▶ **Entries provided**:

━━━━━━━━

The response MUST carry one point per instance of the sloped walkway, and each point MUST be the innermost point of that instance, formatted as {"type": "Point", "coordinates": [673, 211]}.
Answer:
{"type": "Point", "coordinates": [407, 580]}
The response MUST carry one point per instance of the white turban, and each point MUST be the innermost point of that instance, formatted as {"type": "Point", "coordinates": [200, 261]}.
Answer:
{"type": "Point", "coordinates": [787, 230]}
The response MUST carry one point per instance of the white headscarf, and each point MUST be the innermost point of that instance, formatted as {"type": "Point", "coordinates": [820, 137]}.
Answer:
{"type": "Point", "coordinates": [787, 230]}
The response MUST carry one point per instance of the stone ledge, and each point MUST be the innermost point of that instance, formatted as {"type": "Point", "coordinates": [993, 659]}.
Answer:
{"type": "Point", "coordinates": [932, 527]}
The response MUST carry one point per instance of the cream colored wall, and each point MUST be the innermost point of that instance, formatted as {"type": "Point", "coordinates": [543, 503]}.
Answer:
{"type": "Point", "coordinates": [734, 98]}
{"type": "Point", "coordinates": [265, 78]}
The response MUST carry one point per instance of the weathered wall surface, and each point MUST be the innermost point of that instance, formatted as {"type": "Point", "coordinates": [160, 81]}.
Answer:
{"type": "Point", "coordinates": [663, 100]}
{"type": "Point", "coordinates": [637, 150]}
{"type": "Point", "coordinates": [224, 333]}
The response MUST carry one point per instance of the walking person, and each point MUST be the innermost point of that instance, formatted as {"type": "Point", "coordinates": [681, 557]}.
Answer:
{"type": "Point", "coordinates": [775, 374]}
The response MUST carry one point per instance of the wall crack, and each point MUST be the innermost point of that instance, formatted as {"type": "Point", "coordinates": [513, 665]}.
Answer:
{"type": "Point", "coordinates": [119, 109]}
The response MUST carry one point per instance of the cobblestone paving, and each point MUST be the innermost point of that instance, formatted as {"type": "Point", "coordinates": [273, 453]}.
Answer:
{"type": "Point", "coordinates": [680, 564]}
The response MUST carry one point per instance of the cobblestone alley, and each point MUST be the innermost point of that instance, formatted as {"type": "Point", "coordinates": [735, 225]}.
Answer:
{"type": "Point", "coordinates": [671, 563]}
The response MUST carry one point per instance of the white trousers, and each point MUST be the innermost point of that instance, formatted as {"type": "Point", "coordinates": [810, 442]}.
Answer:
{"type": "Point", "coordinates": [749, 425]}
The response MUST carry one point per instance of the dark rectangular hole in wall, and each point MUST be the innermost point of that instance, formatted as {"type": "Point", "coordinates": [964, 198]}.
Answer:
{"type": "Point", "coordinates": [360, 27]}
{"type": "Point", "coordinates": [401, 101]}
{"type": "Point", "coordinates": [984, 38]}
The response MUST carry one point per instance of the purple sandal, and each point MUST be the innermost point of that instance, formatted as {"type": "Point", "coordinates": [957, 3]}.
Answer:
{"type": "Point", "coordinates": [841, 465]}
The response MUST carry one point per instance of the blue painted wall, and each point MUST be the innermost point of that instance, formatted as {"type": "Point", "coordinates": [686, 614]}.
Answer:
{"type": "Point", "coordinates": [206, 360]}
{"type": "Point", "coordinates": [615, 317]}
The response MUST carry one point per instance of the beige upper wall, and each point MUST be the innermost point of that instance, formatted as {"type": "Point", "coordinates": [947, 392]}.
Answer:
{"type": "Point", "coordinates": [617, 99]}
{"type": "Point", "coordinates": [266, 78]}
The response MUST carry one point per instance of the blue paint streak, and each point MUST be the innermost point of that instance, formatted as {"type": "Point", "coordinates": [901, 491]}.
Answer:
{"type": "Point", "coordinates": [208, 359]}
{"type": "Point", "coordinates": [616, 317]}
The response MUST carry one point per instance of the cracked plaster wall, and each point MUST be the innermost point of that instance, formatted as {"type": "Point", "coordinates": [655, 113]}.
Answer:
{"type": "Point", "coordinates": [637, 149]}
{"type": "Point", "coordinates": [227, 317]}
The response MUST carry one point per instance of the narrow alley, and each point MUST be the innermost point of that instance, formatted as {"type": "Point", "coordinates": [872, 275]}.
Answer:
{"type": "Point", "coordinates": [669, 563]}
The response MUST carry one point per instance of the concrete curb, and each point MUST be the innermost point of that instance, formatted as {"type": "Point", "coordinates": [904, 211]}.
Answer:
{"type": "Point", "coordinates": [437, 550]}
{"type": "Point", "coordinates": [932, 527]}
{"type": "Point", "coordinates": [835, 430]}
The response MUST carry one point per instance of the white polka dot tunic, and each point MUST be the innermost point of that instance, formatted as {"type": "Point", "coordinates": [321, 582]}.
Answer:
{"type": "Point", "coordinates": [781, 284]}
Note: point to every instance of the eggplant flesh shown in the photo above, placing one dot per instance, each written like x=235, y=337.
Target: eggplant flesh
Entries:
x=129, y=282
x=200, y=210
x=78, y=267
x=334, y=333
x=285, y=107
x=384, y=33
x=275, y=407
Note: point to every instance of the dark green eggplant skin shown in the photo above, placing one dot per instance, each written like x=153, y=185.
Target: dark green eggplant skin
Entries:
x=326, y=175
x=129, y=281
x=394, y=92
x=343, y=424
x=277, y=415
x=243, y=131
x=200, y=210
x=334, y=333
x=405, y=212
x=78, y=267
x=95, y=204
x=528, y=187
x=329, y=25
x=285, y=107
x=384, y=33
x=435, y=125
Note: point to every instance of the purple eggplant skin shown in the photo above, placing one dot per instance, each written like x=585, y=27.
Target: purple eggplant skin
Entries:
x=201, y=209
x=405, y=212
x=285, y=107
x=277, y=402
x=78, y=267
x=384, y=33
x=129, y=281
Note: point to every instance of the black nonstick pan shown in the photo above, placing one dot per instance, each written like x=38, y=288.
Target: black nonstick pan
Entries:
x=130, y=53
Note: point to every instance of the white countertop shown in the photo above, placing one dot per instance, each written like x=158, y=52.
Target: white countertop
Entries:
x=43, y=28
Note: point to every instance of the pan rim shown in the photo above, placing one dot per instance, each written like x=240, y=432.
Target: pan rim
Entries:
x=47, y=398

━━━━━━━━

▶ **Exercise**: Set the listing above down once more in full, exactly as it is.

▶ **Task solution**:
The response MUST carry one point per instance of the sloped walkway, and each point MUST be the innermost point of that instance, formatted as {"type": "Point", "coordinates": [673, 211]}.
Answer:
{"type": "Point", "coordinates": [407, 580]}
The response MUST carry one point per instance of the white turban, and each point MUST be the innermost point of that instance, formatted as {"type": "Point", "coordinates": [200, 261]}.
Answer:
{"type": "Point", "coordinates": [787, 230]}
The response MUST carry one point per instance of the white headscarf, and each point MUST be the innermost point of that instance, formatted as {"type": "Point", "coordinates": [820, 137]}.
Answer:
{"type": "Point", "coordinates": [787, 230]}
The response MUST carry one point per instance of the stone ledge, and each point MUST be the innermost point of that instance, formatted as {"type": "Point", "coordinates": [993, 659]}.
Answer:
{"type": "Point", "coordinates": [932, 527]}
The response MUST carry one point per instance of the cream colored wall, and each point MUST be the innermost point of that instance, formatted as {"type": "Point", "coordinates": [543, 503]}.
Answer:
{"type": "Point", "coordinates": [734, 98]}
{"type": "Point", "coordinates": [265, 78]}
The response MUST carry one point per instance of the weathered wall surface, and each point MUST be the innermost point of that instance, formatted as {"type": "Point", "coordinates": [160, 81]}.
Answer:
{"type": "Point", "coordinates": [663, 100]}
{"type": "Point", "coordinates": [637, 150]}
{"type": "Point", "coordinates": [224, 333]}
The response MUST carry one point per instance of the walking person, and each point MUST be the innermost point of that instance, formatted as {"type": "Point", "coordinates": [681, 557]}.
Answer:
{"type": "Point", "coordinates": [775, 374]}
The response MUST carry one point per instance of the wall crack, and each point MUST be the innermost point of that instance, formatted as {"type": "Point", "coordinates": [513, 665]}.
Answer:
{"type": "Point", "coordinates": [119, 109]}
The response MUST carry one point per instance of the cobblestone paving, and each point MUST be the innermost point of that instance, formatted as {"type": "Point", "coordinates": [273, 453]}.
Answer:
{"type": "Point", "coordinates": [680, 564]}
The response MUST carry one point per instance of the cobblestone alley, and each point MUST be the innermost point of that instance, formatted as {"type": "Point", "coordinates": [735, 225]}.
Answer:
{"type": "Point", "coordinates": [671, 563]}
The response MUST carry one point per instance of the white trousers, and each point MUST be the innermost point of that instance, formatted as {"type": "Point", "coordinates": [810, 442]}.
Answer:
{"type": "Point", "coordinates": [749, 425]}
The response MUST carry one point per instance of the dark rectangular hole in wall, and each point MUST be the innermost point of that instance, formatted as {"type": "Point", "coordinates": [964, 198]}.
Answer:
{"type": "Point", "coordinates": [360, 27]}
{"type": "Point", "coordinates": [401, 101]}
{"type": "Point", "coordinates": [984, 38]}
The response MUST carry one point per instance of the purple sandal, and each point MUST be the innermost point of that instance, formatted as {"type": "Point", "coordinates": [957, 3]}.
Answer:
{"type": "Point", "coordinates": [841, 465]}
The response MUST carry one point per instance of the blue painted wall, and each point MUST be the innermost point of that instance, formatted as {"type": "Point", "coordinates": [686, 614]}.
Answer:
{"type": "Point", "coordinates": [206, 360]}
{"type": "Point", "coordinates": [615, 317]}
The response MUST carry one point per instance of the beige upper wall, and each point MUST be the innermost point of that instance, formatted as {"type": "Point", "coordinates": [947, 392]}.
Answer:
{"type": "Point", "coordinates": [617, 99]}
{"type": "Point", "coordinates": [266, 78]}
The response MUST carry one point per instance of the blue paint streak, and each point MUST be the innermost point of that instance, formatted as {"type": "Point", "coordinates": [901, 491]}.
Answer:
{"type": "Point", "coordinates": [208, 359]}
{"type": "Point", "coordinates": [616, 317]}
The response MUST carry one point per instance of the cracked plaster wall, and each point MUST be the innermost point of that instance, formatted as {"type": "Point", "coordinates": [655, 113]}.
Answer:
{"type": "Point", "coordinates": [637, 149]}
{"type": "Point", "coordinates": [227, 317]}
The response MUST carry one point per instance of the narrow alley, and each point MUST be the innermost point of that instance, formatted as {"type": "Point", "coordinates": [872, 275]}.
Answer:
{"type": "Point", "coordinates": [669, 563]}
The response MUST carry one point per instance of the concrete curb, and each point MUST be the innermost point of that instance, formatted as {"type": "Point", "coordinates": [904, 211]}.
Answer:
{"type": "Point", "coordinates": [437, 550]}
{"type": "Point", "coordinates": [932, 527]}
{"type": "Point", "coordinates": [835, 430]}
The response MUST carry one point per instance of the white polka dot tunic, and each point MUST be the innermost point of that instance, formatted as {"type": "Point", "coordinates": [321, 582]}.
Answer:
{"type": "Point", "coordinates": [781, 284]}
Note: point to every instance of the eggplant flesh shown in the photo above, placing one dot per instance, each written like x=235, y=337.
Target: eggplant flesh
Entries:
x=129, y=282
x=200, y=210
x=78, y=267
x=334, y=333
x=285, y=107
x=384, y=33
x=275, y=407
Note: point to every instance of the dark green eggplant skin shown in the photo above, placing one dot per instance, each written like x=153, y=185.
Target: dark green eggplant skin
Entries:
x=326, y=175
x=129, y=281
x=394, y=92
x=343, y=424
x=277, y=415
x=243, y=131
x=200, y=210
x=334, y=333
x=405, y=212
x=78, y=267
x=95, y=204
x=528, y=187
x=329, y=25
x=285, y=107
x=384, y=33
x=435, y=125
Note: point to every instance of the purple eggplant skin shown in the photo above, placing one dot per instance, each written like x=585, y=27.
Target: purple eggplant skin
Entries:
x=201, y=209
x=405, y=212
x=285, y=107
x=277, y=402
x=78, y=267
x=384, y=33
x=129, y=281
Note: point to every instance of the black nonstick pan shown in the photo above, placing one dot per instance, each written like x=38, y=288.
Target: black nonstick pan
Entries:
x=130, y=53
Note: point to every instance of the white countertop shown in the photo above, placing one dot per instance, each written like x=158, y=52.
Target: white countertop
Entries:
x=43, y=28
Note: point to every instance of the pan rim shown in the photo above, placing one dot per instance, each written like x=240, y=432.
Target: pan rim
Entries:
x=47, y=398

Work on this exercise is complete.